» **EXERCISE DESCRIPTION**
Report every line of the material below that contains the word "blue", copying each such line in full.

» **RECORDS FOR THE EXERCISE**
▬▬▬
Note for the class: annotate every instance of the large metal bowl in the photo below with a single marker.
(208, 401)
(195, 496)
▬▬▬
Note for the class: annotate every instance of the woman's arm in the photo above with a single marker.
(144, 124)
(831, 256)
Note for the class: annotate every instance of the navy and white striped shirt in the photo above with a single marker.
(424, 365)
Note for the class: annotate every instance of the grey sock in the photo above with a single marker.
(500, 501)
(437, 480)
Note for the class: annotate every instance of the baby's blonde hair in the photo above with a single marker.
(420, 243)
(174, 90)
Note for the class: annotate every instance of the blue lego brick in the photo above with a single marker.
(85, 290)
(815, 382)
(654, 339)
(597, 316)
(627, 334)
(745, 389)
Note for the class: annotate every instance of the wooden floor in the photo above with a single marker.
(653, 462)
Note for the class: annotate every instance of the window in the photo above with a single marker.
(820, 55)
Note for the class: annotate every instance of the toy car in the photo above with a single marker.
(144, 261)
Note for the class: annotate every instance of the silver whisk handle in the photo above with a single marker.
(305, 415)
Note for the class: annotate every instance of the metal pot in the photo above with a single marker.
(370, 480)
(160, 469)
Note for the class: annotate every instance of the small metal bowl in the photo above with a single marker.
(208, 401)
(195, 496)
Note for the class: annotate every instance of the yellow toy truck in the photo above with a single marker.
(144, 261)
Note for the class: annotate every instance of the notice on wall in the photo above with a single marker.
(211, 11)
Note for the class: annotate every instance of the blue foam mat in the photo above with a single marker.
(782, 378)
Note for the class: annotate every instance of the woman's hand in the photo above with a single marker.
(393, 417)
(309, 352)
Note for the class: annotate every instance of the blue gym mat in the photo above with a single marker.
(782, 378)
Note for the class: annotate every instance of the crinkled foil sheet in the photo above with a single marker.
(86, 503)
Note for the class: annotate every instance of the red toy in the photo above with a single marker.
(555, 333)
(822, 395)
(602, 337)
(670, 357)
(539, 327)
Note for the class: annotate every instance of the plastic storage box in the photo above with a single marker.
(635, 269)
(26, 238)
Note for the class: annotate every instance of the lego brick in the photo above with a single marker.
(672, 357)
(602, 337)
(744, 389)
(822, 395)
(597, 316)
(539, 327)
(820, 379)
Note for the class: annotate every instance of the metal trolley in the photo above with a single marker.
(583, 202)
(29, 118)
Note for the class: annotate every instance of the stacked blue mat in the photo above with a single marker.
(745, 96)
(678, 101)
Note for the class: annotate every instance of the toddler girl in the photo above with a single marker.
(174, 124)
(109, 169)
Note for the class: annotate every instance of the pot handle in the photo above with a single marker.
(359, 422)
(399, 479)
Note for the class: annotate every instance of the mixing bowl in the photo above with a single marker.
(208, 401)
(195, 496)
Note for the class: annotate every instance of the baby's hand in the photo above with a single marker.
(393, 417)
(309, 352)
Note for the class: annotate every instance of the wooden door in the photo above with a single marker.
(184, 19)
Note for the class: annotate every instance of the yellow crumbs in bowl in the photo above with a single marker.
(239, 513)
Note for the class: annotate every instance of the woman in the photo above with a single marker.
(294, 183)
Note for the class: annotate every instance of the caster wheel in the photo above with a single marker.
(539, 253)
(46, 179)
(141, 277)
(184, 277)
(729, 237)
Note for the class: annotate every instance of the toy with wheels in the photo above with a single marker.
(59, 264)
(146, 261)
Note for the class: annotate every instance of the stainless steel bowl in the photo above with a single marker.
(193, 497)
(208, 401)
▬▬▬
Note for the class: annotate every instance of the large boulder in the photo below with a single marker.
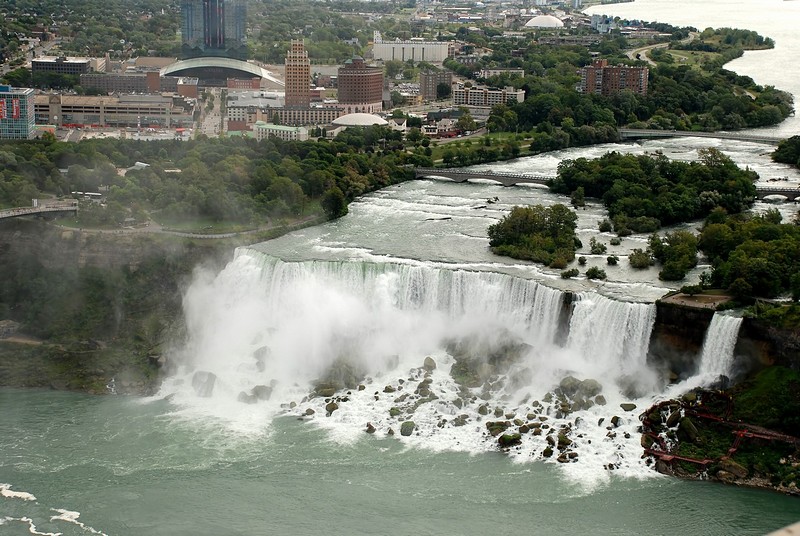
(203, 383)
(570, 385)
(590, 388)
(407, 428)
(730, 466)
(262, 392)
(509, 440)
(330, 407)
▬▬▬
» **SOLUTION FOR THIS PROBLEM**
Note for the class: annotate every instance of the blue lego brick in the photo above with a single marker.
Note for the class: annotate every instance of the blue foam mat in the photo above with a single marker.
Note for the class: annotate every instance of the blue gym mat in the photo above with a single marker.
Note for the class: annotate every instance of the stacked blue mat in the photo above with a single marker.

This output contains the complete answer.